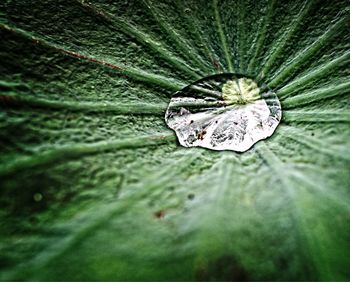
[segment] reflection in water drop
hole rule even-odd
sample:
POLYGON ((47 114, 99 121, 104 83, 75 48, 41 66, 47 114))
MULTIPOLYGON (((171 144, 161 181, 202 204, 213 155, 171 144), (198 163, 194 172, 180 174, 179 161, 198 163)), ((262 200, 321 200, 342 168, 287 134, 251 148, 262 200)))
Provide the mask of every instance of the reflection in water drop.
POLYGON ((281 120, 274 92, 248 77, 214 75, 174 94, 165 114, 182 146, 244 152, 281 120))

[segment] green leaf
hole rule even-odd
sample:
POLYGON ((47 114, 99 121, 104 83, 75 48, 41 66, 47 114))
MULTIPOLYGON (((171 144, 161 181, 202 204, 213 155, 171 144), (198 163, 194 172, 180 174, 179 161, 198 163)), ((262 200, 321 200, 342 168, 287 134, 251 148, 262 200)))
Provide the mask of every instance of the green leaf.
POLYGON ((350 279, 347 1, 0 11, 0 280, 350 279), (276 92, 276 132, 181 147, 170 97, 224 72, 276 92))

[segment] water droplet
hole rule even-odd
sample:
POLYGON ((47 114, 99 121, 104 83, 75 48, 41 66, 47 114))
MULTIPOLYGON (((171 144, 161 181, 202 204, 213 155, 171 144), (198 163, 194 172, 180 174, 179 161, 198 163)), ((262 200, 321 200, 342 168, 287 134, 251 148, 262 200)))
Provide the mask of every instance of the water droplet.
POLYGON ((41 193, 35 193, 33 199, 35 202, 40 202, 43 199, 43 195, 41 193))
POLYGON ((271 136, 281 117, 278 97, 266 85, 220 74, 176 92, 165 121, 182 146, 244 152, 271 136))

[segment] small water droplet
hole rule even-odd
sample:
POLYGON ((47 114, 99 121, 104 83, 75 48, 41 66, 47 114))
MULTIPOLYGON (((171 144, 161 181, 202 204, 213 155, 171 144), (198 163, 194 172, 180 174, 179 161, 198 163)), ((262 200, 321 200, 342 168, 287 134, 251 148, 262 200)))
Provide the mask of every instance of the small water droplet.
POLYGON ((220 74, 176 92, 165 121, 182 146, 244 152, 271 136, 281 117, 278 97, 266 85, 220 74))
POLYGON ((35 202, 40 202, 43 199, 43 195, 41 193, 35 193, 33 199, 35 202))

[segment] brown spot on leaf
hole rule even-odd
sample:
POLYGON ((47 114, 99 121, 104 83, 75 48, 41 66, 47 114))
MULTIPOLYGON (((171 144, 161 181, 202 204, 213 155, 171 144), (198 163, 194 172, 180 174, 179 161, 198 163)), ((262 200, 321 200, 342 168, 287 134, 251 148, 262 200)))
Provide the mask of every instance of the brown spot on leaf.
POLYGON ((165 211, 164 210, 159 210, 153 213, 153 216, 157 219, 162 219, 165 216, 165 211))

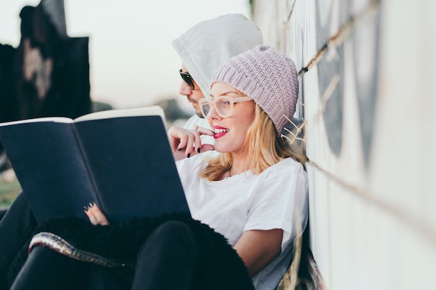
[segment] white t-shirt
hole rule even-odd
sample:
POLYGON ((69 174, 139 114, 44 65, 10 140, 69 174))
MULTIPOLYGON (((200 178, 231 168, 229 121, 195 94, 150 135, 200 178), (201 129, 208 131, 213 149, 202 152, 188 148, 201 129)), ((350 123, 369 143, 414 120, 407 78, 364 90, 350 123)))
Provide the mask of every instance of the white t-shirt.
POLYGON ((296 223, 307 220, 307 179, 298 162, 286 159, 256 175, 250 171, 209 182, 199 173, 215 152, 177 162, 192 217, 234 245, 242 232, 282 229, 281 254, 253 277, 256 290, 274 289, 289 266, 296 223))

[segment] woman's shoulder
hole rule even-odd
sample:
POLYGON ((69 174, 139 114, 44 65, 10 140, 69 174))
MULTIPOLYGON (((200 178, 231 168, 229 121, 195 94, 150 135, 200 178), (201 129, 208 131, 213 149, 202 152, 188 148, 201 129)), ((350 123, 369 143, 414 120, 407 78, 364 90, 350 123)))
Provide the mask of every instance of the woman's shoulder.
POLYGON ((259 176, 265 181, 295 177, 306 178, 306 172, 302 163, 292 158, 286 158, 265 169, 259 176))
POLYGON ((285 158, 273 166, 267 168, 265 172, 294 172, 304 171, 303 166, 292 158, 285 158))

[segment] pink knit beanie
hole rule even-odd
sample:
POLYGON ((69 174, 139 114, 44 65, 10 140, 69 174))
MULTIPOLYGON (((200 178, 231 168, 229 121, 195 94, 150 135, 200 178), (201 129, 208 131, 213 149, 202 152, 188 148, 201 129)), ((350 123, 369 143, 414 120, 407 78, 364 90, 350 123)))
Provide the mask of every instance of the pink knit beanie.
POLYGON ((212 79, 253 98, 274 123, 278 136, 295 113, 298 79, 294 62, 273 47, 258 45, 224 63, 212 79), (285 117, 286 116, 286 117, 285 117))

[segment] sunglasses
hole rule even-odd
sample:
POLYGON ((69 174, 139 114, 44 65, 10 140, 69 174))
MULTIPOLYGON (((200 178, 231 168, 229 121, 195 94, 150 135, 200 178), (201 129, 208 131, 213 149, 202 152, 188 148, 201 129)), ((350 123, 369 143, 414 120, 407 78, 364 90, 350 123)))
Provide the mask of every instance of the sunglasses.
POLYGON ((194 86, 194 80, 192 80, 192 76, 189 74, 189 72, 183 72, 182 70, 179 71, 180 74, 180 76, 182 76, 182 79, 185 81, 186 83, 191 88, 191 90, 195 89, 195 86, 194 86))
POLYGON ((198 105, 200 106, 201 113, 205 118, 208 118, 208 115, 209 115, 212 105, 215 106, 215 111, 218 115, 221 118, 228 118, 232 115, 235 103, 252 100, 253 99, 250 97, 231 97, 219 96, 212 100, 201 99, 198 101, 198 105))

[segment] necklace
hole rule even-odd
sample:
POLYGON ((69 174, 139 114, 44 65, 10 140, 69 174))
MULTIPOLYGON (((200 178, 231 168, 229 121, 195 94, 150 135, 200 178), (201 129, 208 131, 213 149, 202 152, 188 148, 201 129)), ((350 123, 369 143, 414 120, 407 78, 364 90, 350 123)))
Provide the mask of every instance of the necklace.
POLYGON ((232 175, 230 174, 230 170, 231 169, 231 166, 227 170, 227 172, 228 172, 228 175, 224 177, 224 179, 227 179, 232 177, 232 175))

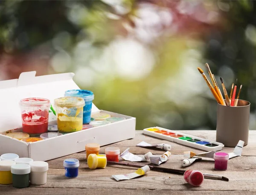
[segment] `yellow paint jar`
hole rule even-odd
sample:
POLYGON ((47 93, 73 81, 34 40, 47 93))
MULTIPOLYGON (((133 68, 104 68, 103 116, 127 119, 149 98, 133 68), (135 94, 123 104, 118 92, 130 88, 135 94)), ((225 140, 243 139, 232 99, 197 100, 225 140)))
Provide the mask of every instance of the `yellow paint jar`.
POLYGON ((0 161, 0 184, 8 184, 12 183, 12 175, 11 167, 16 163, 13 161, 0 161))
POLYGON ((105 169, 107 166, 107 157, 105 155, 91 154, 88 157, 87 164, 90 169, 95 169, 96 168, 105 169))
POLYGON ((58 129, 70 133, 83 129, 83 110, 85 105, 82 98, 64 97, 54 100, 58 129))

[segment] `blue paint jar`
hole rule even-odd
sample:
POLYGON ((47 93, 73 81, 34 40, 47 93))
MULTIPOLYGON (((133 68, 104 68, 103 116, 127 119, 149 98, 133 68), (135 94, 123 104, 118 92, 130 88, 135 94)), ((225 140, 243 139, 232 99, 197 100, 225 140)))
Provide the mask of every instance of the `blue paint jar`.
POLYGON ((85 105, 83 108, 83 124, 87 124, 90 122, 91 113, 93 100, 94 99, 93 93, 88 90, 74 89, 65 92, 64 96, 79 97, 84 99, 85 105))
POLYGON ((78 176, 79 161, 76 158, 67 158, 63 162, 65 168, 65 176, 68 178, 75 178, 78 176))

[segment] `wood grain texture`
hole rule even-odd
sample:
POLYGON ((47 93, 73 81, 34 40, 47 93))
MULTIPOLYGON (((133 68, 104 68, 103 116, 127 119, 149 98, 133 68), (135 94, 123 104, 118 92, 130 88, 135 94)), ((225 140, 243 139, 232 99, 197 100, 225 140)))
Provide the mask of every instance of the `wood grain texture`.
MULTIPOLYGON (((215 131, 180 131, 202 138, 215 140, 215 131)), ((108 166, 105 169, 90 170, 88 168, 84 152, 48 161, 49 169, 48 172, 47 183, 42 186, 31 185, 29 188, 15 189, 12 185, 0 185, 0 194, 17 195, 64 195, 64 194, 198 194, 217 195, 224 191, 225 194, 232 195, 255 194, 256 193, 256 131, 250 131, 249 143, 244 147, 243 156, 230 159, 228 170, 216 171, 213 170, 214 162, 203 161, 194 163, 189 167, 181 166, 184 159, 183 152, 201 150, 192 149, 178 144, 163 141, 160 139, 145 136, 142 131, 137 131, 134 139, 125 140, 111 144, 119 147, 123 152, 128 147, 135 154, 144 154, 149 151, 160 155, 164 151, 157 149, 145 148, 135 146, 143 141, 149 143, 169 143, 172 146, 172 155, 168 161, 161 167, 179 169, 200 170, 203 173, 214 174, 228 178, 229 181, 205 179, 199 187, 193 187, 186 183, 182 175, 175 175, 150 171, 145 175, 133 180, 116 182, 111 178, 112 175, 124 174, 133 172, 136 168, 119 165, 108 166), (79 175, 77 178, 68 179, 64 175, 63 161, 68 158, 74 158, 80 161, 79 175)), ((106 146, 101 147, 100 153, 104 153, 106 146)), ((229 153, 233 148, 224 147, 223 151, 229 153)), ((142 166, 146 162, 140 163, 142 166)), ((148 163, 148 162, 147 163, 148 163)))

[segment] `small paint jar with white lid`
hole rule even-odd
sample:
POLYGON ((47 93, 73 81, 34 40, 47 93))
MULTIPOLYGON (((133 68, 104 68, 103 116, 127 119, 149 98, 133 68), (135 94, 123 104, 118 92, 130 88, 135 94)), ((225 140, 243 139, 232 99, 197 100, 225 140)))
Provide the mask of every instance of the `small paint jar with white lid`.
POLYGON ((215 153, 213 155, 214 169, 218 171, 225 171, 227 169, 228 154, 225 153, 215 153))
POLYGON ((30 166, 27 164, 16 164, 11 167, 12 174, 12 186, 23 188, 29 186, 30 166))
POLYGON ((34 161, 32 158, 20 158, 14 161, 16 164, 29 164, 31 162, 33 162, 34 161))
POLYGON ((67 158, 63 162, 65 176, 68 178, 75 178, 78 176, 79 161, 76 158, 67 158))
POLYGON ((46 184, 48 164, 43 161, 34 161, 29 163, 29 165, 31 167, 30 183, 35 185, 46 184))

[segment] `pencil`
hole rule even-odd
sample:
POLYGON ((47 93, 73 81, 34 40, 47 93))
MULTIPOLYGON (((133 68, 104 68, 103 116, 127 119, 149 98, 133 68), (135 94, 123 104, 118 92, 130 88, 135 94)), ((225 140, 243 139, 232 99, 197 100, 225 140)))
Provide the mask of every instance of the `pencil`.
POLYGON ((236 99, 236 87, 237 86, 237 79, 236 79, 236 82, 234 87, 234 90, 233 91, 233 94, 232 94, 232 98, 231 98, 231 103, 230 105, 231 106, 234 106, 235 104, 235 99, 236 99))
POLYGON ((220 99, 220 97, 217 94, 217 93, 216 93, 216 91, 215 91, 215 90, 212 86, 212 85, 211 85, 211 83, 210 83, 209 81, 206 77, 206 76, 205 75, 204 73, 204 71, 203 71, 203 70, 198 67, 198 70, 200 73, 202 74, 203 78, 204 78, 204 80, 207 83, 207 85, 209 87, 210 90, 211 90, 211 91, 212 91, 212 95, 213 95, 213 96, 215 98, 215 99, 217 101, 217 102, 219 104, 221 104, 221 105, 223 105, 223 103, 222 103, 221 100, 220 99))
POLYGON ((236 103, 235 103, 235 106, 237 106, 237 104, 238 103, 238 100, 239 99, 239 96, 240 96, 240 93, 241 92, 241 89, 242 88, 242 85, 240 85, 240 88, 239 90, 239 91, 238 92, 238 94, 237 94, 237 97, 236 98, 236 103))
POLYGON ((220 79, 221 79, 221 82, 222 89, 223 89, 223 93, 224 93, 224 96, 225 96, 225 99, 226 100, 226 104, 227 106, 230 106, 229 98, 228 98, 228 96, 227 95, 227 92, 226 87, 225 87, 225 85, 224 85, 224 82, 223 82, 223 79, 221 77, 220 78, 220 79))

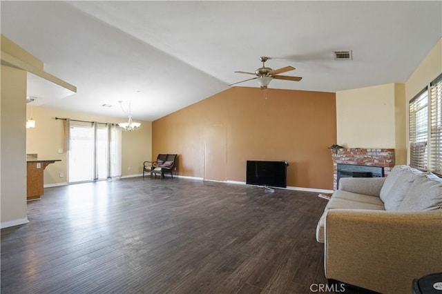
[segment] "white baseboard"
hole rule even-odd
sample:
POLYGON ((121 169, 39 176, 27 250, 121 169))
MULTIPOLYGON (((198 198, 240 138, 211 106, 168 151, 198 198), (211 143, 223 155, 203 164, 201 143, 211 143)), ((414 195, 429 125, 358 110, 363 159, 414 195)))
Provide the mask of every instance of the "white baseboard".
POLYGON ((58 187, 60 186, 67 186, 68 182, 64 182, 63 183, 54 183, 54 184, 45 184, 43 185, 43 188, 51 188, 51 187, 58 187))
MULTIPOLYGON (((186 177, 186 176, 182 176, 182 175, 177 175, 177 177, 182 177, 183 179, 198 179, 200 181, 207 181, 207 182, 215 182, 218 183, 233 184, 236 185, 247 185, 245 182, 240 182, 240 181, 229 181, 229 180, 216 181, 214 179, 204 179, 202 177, 186 177)), ((333 193, 333 190, 318 189, 314 188, 294 187, 291 186, 288 186, 287 188, 278 188, 278 187, 275 187, 275 188, 276 188, 277 189, 294 190, 297 191, 314 192, 314 193, 333 193)))
MULTIPOLYGON (((136 175, 123 175, 120 177, 119 177, 118 179, 127 179, 127 178, 130 178, 130 177, 142 177, 143 174, 140 173, 140 174, 136 174, 136 175)), ((233 184, 236 185, 246 185, 245 182, 240 182, 240 181, 216 181, 215 179, 204 179, 202 177, 189 177, 186 175, 176 175, 173 176, 174 177, 179 177, 181 179, 194 179, 196 181, 207 181, 207 182, 215 182, 218 183, 227 183, 227 184, 233 184)), ((47 184, 46 185, 44 185, 44 188, 50 188, 50 187, 57 187, 59 186, 66 186, 68 185, 68 183, 64 182, 64 183, 57 183, 57 184, 47 184)), ((314 192, 314 193, 333 193, 333 190, 326 190, 326 189, 317 189, 317 188, 302 188, 302 187, 294 187, 294 186, 289 186, 287 188, 278 188, 276 187, 276 188, 278 189, 287 189, 287 190, 297 190, 297 191, 306 191, 306 192, 314 192)))
POLYGON ((204 179, 202 177, 189 177, 186 175, 174 175, 173 177, 180 177, 182 179, 195 179, 197 181, 202 181, 204 180, 204 179))
POLYGON ((0 226, 1 227, 1 228, 5 228, 11 226, 20 226, 22 224, 28 224, 28 222, 29 220, 28 219, 28 217, 23 217, 21 219, 12 219, 11 221, 1 222, 1 223, 0 223, 0 226))
POLYGON ((142 176, 143 176, 142 173, 139 173, 136 175, 122 175, 120 177, 119 177, 119 179, 127 179, 128 177, 142 177, 142 176))

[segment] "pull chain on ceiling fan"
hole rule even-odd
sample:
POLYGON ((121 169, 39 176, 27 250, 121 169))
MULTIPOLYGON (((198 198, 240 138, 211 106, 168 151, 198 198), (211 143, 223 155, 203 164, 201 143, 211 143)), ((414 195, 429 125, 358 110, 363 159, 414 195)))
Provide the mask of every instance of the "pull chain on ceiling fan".
POLYGON ((278 75, 280 73, 287 72, 290 70, 295 70, 295 68, 293 66, 285 66, 284 68, 278 68, 277 70, 273 70, 271 68, 267 68, 265 66, 265 61, 269 60, 269 57, 266 57, 265 56, 262 56, 260 57, 260 60, 262 62, 262 67, 258 68, 255 72, 248 72, 243 71, 237 71, 235 72, 243 73, 246 75, 256 75, 256 77, 252 77, 251 79, 247 79, 244 81, 238 81, 237 83, 231 84, 229 86, 236 85, 237 84, 243 83, 244 81, 251 81, 252 79, 256 79, 258 83, 261 86, 261 90, 267 89, 267 86, 272 79, 283 79, 285 81, 299 81, 302 78, 300 77, 290 77, 287 75, 278 75))

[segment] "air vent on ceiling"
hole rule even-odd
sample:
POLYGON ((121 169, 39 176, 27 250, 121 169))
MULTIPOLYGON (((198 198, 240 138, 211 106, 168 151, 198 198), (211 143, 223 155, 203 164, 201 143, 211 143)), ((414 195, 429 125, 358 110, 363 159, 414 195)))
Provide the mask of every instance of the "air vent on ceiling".
POLYGON ((335 60, 352 60, 353 59, 353 55, 352 50, 338 50, 334 51, 335 60))

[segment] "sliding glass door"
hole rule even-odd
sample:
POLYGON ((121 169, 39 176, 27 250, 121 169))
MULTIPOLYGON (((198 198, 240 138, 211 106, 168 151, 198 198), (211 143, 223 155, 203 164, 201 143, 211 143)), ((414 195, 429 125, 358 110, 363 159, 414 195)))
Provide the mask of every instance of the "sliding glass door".
POLYGON ((70 122, 70 183, 121 176, 121 130, 115 125, 70 122))

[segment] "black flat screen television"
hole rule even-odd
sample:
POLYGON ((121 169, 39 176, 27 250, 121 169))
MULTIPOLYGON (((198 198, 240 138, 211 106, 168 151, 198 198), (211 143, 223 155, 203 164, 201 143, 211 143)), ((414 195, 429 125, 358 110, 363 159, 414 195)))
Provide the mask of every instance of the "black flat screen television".
POLYGON ((287 188, 287 161, 247 160, 246 184, 249 185, 287 188))

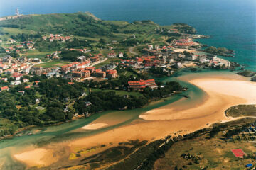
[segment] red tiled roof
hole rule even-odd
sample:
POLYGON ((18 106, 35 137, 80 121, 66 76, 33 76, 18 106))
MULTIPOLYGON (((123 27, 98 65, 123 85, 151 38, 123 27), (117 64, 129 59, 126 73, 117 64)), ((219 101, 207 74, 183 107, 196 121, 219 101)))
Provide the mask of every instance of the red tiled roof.
POLYGON ((6 89, 8 89, 9 87, 8 86, 3 86, 3 87, 1 87, 1 90, 6 90, 6 89))

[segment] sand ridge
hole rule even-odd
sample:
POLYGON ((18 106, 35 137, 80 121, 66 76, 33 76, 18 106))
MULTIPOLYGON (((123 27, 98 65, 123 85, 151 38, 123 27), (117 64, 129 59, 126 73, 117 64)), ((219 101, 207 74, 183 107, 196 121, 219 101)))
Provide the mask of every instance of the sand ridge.
MULTIPOLYGON (((197 78, 189 80, 189 82, 207 94, 207 97, 203 98, 201 103, 184 107, 183 109, 175 108, 175 103, 174 105, 160 107, 141 115, 140 119, 135 120, 129 125, 69 141, 65 144, 71 149, 110 143, 114 146, 120 142, 137 139, 150 142, 177 132, 178 135, 187 134, 208 127, 216 122, 234 120, 225 117, 224 114, 225 110, 232 106, 256 103, 256 84, 252 82, 220 77, 197 78)), ((106 125, 103 124, 89 124, 85 128, 100 128, 106 125)), ((26 156, 31 153, 29 151, 16 155, 15 157, 27 163, 28 166, 34 166, 33 162, 40 164, 49 164, 48 160, 42 159, 46 155, 49 155, 44 149, 36 149, 35 152, 38 152, 38 157, 33 157, 28 159, 26 156)))
POLYGON ((107 123, 93 123, 93 124, 89 124, 89 125, 85 125, 85 126, 82 127, 82 129, 95 130, 95 129, 99 129, 100 128, 103 128, 107 125, 108 125, 107 123))

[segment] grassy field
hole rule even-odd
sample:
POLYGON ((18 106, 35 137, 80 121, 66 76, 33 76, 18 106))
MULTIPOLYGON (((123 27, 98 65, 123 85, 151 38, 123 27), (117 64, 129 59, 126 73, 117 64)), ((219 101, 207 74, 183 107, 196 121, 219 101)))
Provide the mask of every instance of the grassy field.
POLYGON ((36 32, 31 30, 24 30, 16 28, 3 28, 4 33, 8 33, 10 35, 17 35, 18 33, 34 34, 36 32))
POLYGON ((44 58, 47 55, 50 54, 48 51, 38 51, 37 50, 28 50, 25 54, 28 58, 44 58))
POLYGON ((256 116, 255 105, 238 105, 232 106, 225 111, 227 116, 256 116))
POLYGON ((67 64, 69 62, 61 62, 61 61, 55 62, 55 61, 53 61, 53 62, 45 62, 45 63, 36 64, 36 66, 41 67, 43 68, 53 68, 53 67, 61 67, 61 66, 65 65, 65 64, 67 64))
POLYGON ((242 149, 247 155, 256 152, 255 142, 223 142, 223 132, 215 138, 207 135, 174 144, 164 158, 158 159, 154 169, 245 169, 245 165, 256 162, 250 158, 237 158, 231 150, 242 149), (192 158, 181 157, 191 155, 192 158))
POLYGON ((118 90, 101 90, 100 89, 91 89, 91 90, 92 91, 102 91, 102 92, 108 92, 108 91, 114 91, 116 93, 116 94, 118 94, 121 96, 124 96, 124 95, 129 95, 129 96, 134 96, 136 97, 139 97, 140 96, 142 96, 142 94, 139 93, 139 92, 134 92, 134 91, 118 91, 118 90))
POLYGON ((119 61, 120 61, 120 59, 119 59, 119 58, 108 58, 106 61, 105 61, 102 63, 99 63, 99 64, 95 65, 94 67, 95 67, 96 69, 99 69, 101 67, 108 64, 111 62, 119 62, 119 61))

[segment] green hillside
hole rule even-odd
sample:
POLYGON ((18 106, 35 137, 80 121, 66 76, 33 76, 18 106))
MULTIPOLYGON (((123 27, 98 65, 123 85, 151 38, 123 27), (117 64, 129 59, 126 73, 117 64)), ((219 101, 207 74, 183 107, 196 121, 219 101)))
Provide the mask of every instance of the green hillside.
MULTIPOLYGON (((182 26, 193 29, 187 25, 182 26)), ((164 35, 159 30, 166 29, 151 21, 128 23, 118 21, 102 21, 90 13, 25 15, 0 21, 1 35, 64 34, 88 38, 124 38, 132 35, 156 35, 154 39, 164 35), (6 29, 8 28, 8 29, 6 29), (11 28, 11 29, 9 29, 11 28)), ((169 28, 172 28, 169 27, 169 28)), ((153 38, 152 38, 153 39, 153 38)))

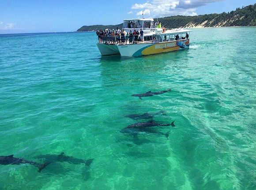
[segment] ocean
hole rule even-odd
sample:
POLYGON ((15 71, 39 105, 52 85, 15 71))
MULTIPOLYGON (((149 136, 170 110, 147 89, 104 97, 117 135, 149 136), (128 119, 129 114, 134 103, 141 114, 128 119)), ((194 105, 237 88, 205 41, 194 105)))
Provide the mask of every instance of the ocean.
POLYGON ((0 189, 256 189, 256 28, 192 30, 136 58, 101 57, 94 32, 0 35, 0 155, 66 158, 0 165, 0 189), (152 120, 176 127, 120 132, 152 120))

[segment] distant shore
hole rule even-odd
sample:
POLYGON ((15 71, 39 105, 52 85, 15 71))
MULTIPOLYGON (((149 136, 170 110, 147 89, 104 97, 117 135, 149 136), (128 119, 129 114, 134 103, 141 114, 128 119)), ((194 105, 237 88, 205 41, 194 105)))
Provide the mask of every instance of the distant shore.
MULTIPOLYGON (((228 13, 197 16, 172 16, 154 18, 161 21, 166 28, 204 28, 256 26, 256 4, 237 8, 228 13)), ((77 32, 94 31, 106 29, 122 28, 123 24, 116 25, 84 26, 77 32)))

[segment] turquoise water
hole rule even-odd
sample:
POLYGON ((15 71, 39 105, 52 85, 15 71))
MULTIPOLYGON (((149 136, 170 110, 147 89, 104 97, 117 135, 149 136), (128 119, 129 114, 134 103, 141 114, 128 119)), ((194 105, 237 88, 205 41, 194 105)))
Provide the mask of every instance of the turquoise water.
POLYGON ((1 190, 254 190, 256 28, 194 29, 189 50, 101 57, 94 33, 0 36, 1 190), (158 95, 133 94, 171 88, 158 95), (156 113, 176 128, 120 130, 156 113))

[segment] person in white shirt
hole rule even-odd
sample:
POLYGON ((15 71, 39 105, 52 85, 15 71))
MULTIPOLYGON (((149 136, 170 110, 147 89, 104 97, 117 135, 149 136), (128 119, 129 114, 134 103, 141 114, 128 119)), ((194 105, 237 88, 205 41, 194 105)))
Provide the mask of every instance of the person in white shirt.
POLYGON ((121 30, 118 29, 118 27, 117 27, 117 29, 116 30, 116 33, 117 33, 118 34, 121 33, 121 30))

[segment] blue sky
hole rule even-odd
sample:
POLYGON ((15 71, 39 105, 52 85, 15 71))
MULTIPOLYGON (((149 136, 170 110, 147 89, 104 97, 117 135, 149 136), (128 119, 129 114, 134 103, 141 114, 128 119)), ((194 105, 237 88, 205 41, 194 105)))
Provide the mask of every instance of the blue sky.
POLYGON ((0 0, 0 33, 76 30, 123 19, 197 15, 234 10, 256 0, 0 0))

########

§ TASK DESCRIPTION
Above are the records; copy exactly the lines from the one with "[segment] turquoise water" through the final line.

§ TASK SOLUTION
[segment] turquoise water
hole rule even-odd
sample:
POLYGON ((15 71, 39 105, 52 85, 15 71))
MULTIPOLYGON (((149 136, 170 110, 147 89, 104 97, 117 135, 149 136), (128 119, 129 114, 134 103, 141 114, 128 119)), ((194 105, 237 88, 205 41, 194 105)))
Provide the mask of every instance of the turquoise water.
POLYGON ((1 190, 254 190, 256 28, 194 29, 189 50, 101 57, 94 33, 0 36, 1 190), (158 95, 133 94, 171 88, 158 95), (156 113, 176 128, 120 130, 156 113))

[segment] person in white shirt
hole rule even-odd
sample:
POLYGON ((15 71, 39 105, 52 85, 15 71))
MULTIPOLYGON (((149 136, 170 110, 147 89, 104 97, 117 135, 149 136), (128 119, 129 114, 134 103, 141 114, 128 119)), ((194 105, 237 88, 205 41, 194 105)))
Provide the mask of every instance of the person in white shirt.
POLYGON ((121 30, 118 29, 118 27, 117 27, 117 29, 116 30, 116 33, 117 33, 118 34, 121 33, 121 30))

[segment] blue sky
hole rule even-odd
sample:
POLYGON ((15 71, 39 105, 52 85, 15 71))
MULTIPOLYGON (((149 136, 170 110, 147 89, 104 97, 117 135, 149 136), (128 119, 129 114, 134 103, 141 114, 128 119)), ((194 105, 237 88, 205 41, 194 105)))
Provide the mask of every instance of the blue sky.
POLYGON ((0 0, 0 33, 76 30, 123 19, 197 15, 234 10, 256 0, 0 0))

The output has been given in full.